Every record here must be copied exactly, except for the images it holds.

▸ **SOURCE INFORMATION**:
[Start of section]

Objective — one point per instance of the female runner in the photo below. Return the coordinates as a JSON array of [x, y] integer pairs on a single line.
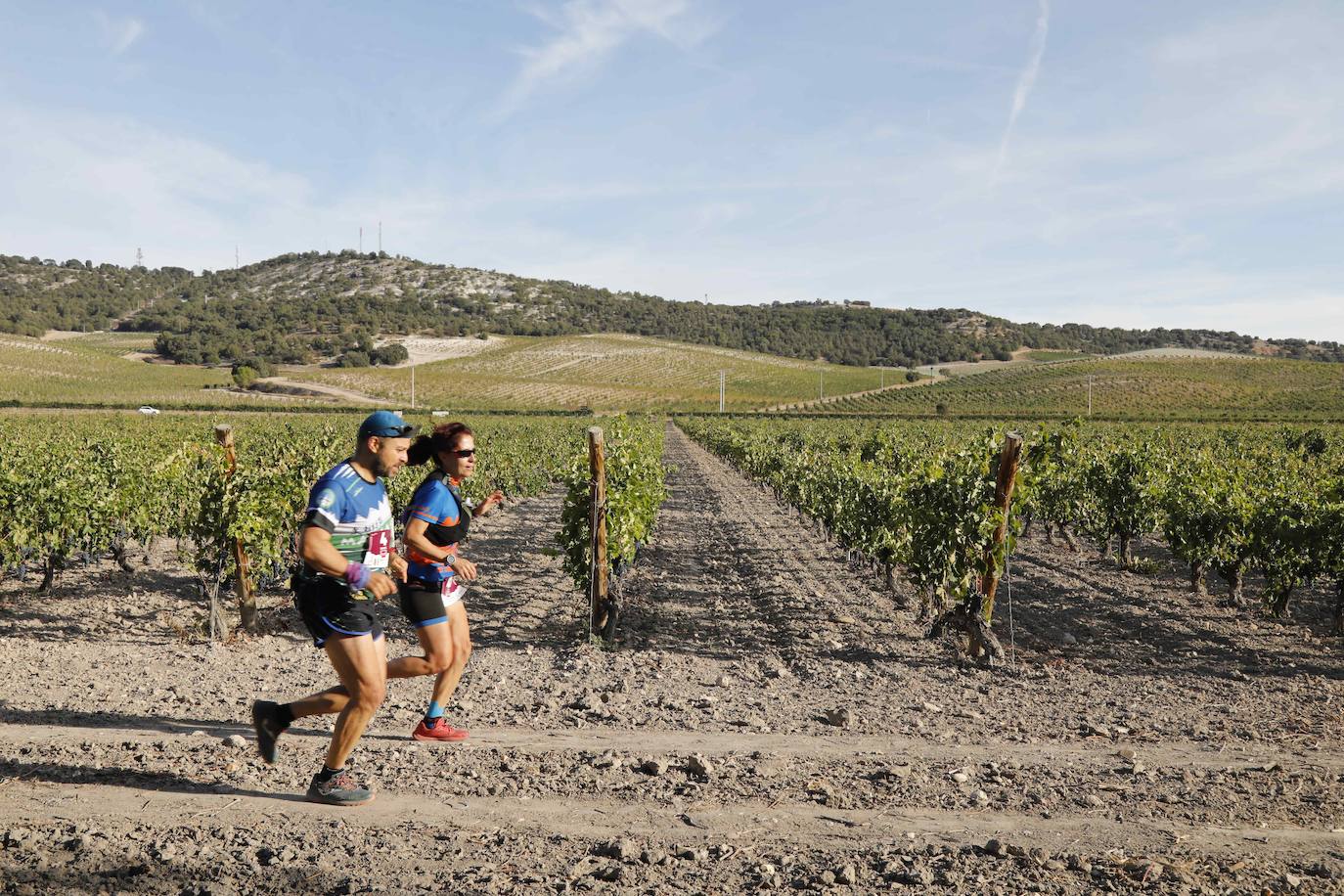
[[435, 522]]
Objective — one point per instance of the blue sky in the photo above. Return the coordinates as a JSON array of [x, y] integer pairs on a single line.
[[1138, 164]]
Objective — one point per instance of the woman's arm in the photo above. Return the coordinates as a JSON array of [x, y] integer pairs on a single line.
[[417, 539]]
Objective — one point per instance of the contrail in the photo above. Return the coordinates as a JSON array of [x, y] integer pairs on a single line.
[[1024, 83]]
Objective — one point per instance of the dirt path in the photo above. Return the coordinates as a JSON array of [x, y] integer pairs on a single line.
[[312, 388], [772, 718]]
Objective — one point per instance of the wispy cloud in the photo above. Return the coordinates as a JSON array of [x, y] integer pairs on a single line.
[[586, 32], [118, 34], [1026, 81]]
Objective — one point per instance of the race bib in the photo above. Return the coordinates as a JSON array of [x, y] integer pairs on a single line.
[[380, 550], [452, 591]]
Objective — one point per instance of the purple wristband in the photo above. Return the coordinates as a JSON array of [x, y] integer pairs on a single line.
[[358, 575]]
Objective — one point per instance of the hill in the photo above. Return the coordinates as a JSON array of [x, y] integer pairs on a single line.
[[300, 308], [1127, 387]]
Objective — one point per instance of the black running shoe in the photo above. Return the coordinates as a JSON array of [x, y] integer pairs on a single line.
[[266, 723], [340, 788]]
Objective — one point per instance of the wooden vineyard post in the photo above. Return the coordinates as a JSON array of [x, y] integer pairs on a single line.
[[597, 528], [246, 597], [1008, 461]]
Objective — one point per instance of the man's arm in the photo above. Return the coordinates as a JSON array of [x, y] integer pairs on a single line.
[[317, 551]]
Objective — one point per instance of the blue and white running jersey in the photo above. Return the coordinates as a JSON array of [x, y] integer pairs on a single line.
[[355, 512]]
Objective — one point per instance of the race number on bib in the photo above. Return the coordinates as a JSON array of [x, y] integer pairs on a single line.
[[380, 550]]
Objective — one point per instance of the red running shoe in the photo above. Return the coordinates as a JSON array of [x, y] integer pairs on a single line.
[[437, 730]]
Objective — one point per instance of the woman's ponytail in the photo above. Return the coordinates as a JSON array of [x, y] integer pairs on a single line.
[[421, 450], [444, 438]]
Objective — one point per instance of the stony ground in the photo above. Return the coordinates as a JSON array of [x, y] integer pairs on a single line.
[[770, 719]]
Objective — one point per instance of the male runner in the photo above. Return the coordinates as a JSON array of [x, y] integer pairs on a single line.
[[345, 544]]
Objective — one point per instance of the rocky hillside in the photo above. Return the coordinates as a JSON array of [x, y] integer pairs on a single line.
[[297, 308]]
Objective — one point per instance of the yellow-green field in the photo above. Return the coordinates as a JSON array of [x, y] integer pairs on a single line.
[[604, 373], [71, 370], [1131, 387]]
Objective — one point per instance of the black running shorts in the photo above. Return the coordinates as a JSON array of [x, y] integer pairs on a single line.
[[425, 604], [330, 611]]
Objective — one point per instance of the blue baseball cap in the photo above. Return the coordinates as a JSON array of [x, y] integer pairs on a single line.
[[386, 425]]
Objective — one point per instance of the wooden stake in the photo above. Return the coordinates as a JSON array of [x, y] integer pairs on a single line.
[[1008, 461], [246, 597], [597, 528]]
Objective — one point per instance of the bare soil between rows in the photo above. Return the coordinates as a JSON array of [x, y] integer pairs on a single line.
[[770, 718]]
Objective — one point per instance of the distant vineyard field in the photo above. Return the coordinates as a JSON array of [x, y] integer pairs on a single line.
[[34, 371], [1135, 388], [626, 373]]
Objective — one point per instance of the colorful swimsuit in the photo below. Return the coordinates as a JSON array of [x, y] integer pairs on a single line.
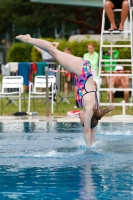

[End of section]

▸ **TASK ANSWER**:
Objective — one point per instance of the female runner in the photo below. Return the coordinates as a JSON array of [x, y] integer pairs on a single line.
[[435, 522]]
Objective — one point per instance of the blue sky in the photo above. Return the coordinates as a JSON array of [x, y] integer pairs on a single line.
[[1138, 164]]
Objective — one point per instance of the woman's arm in the photo above. Return the coordinates as a JSON array of [x, y] integer pairs on a single line.
[[417, 539]]
Objective — one point per instance of the contrail in the photo above. Return the coordinates as a JSON array of [x, y] integer pairs on a single line.
[[1024, 83]]
Objective — one point per instance of the dirt path in the photo above. Return the coordinates as a JSON array of [x, y] integer pairs on a single line.
[[312, 388], [772, 718]]
Objective — one point per instance of the wispy cloud in the photo above. Return the coordinates as a JSON array of [x, y] integer pairs on a single line.
[[586, 32], [118, 34], [1026, 81]]
Objective — one point per instance of the race bib in the photo above. Return the coordinates as a JSON array of [x, y] integer pairs on a single line.
[[380, 550], [452, 591]]
Objective — one point per instance of the purple wristband in the photo above. Return the coordinates as a JSON array of [x, y] integer pairs on a single line.
[[358, 575]]
Objective — one point per instance of the hill in the photo above. Return the coordinates as a JSON array of [x, y] integer pairs on a single line.
[[300, 308], [1127, 387]]
Objective — one point per instance of the black running shoe in the photo above. Return the coordinates as a JSON array of [x, y] integer pairs on a single line.
[[266, 723], [340, 788]]
Objective — one point per instance of the wooden vineyard post in the photo above. Return the coordinates as a JSON array of [x, y] integer pairs on a single line.
[[597, 528], [246, 597], [1008, 461]]
Objective — one point per instance of the man's arm in the photo above. Return the coordinates as a JSON array of [x, y] integer pairs on a single line.
[[317, 551]]
Objective — one point per instance of the blue and white running jersey in the photo above. Return the coordinates as a JSON array of [x, y] integer pairs on a single line.
[[355, 512]]
Objective — one point per instance of the race number on bib in the photo above. Return the coordinates as a JSON array of [x, y] integer pairs on a single line.
[[380, 550]]
Objective — one point per instance of the red running shoe in the photo above. Return the coordinates as a JSON array of [x, y] integer pairs on a single line.
[[437, 730]]
Objective — one point per instance of the woman's ponytail in the photo above. Return the coordinates as a JSON array of [x, y] integer pairs on a single line.
[[421, 450], [444, 438]]
Objective — one point per instance of the stony ground in the photo above. Return the coordinates as a JSON array of [x, y] integer pairs on a single line.
[[770, 719]]
Objective — one point per instance of the male runner in the photo above. Return the coordinates as a JSON array of [x, y] integer pairs on a single line.
[[345, 544]]
Objective — one point per instance of the rocky hillside in the photo above. Return the coordinates as a JSON array of [x, y] integer pairs on a single line.
[[297, 308]]
Objective — one point per instance of the yellow-green field in the photo above. Return the coordinates as a JSON array of [x, y] integer pairs on a single line.
[[604, 373], [71, 370], [1131, 387]]
Objective — one point per instance of the black running shorts in the photo above. Return the coordinates as a JSON array of [x, y] integer pairs on a single line.
[[425, 604], [330, 611]]
Objective — one point per instance of the blue baseball cap in the photo above. Return the coordinates as a JSON array of [x, y] integer pairs on a single line.
[[386, 425]]
Objective — one point per instance of the wooden stake in the photo above. Return the coordinates as a JSON array of [x, y] integer pairs on a single line.
[[1008, 461], [246, 597], [597, 528]]
Objective — one point per instance of the bare soil between rows in the photo above. Return the coordinates as a JSON array of [x, y] integer pairs on a single line.
[[770, 718]]
Objective — one point per instance of the distant vineyard field in the photo above. Return the coordinates as a JSON array of [x, y] integer pairs on a single line.
[[34, 371], [1135, 388], [626, 373]]
Objective — one point per instance of the colorful swimsuit in the photo below. Return the coordinates as a JSON array of [x, y] integer pairs on a single line.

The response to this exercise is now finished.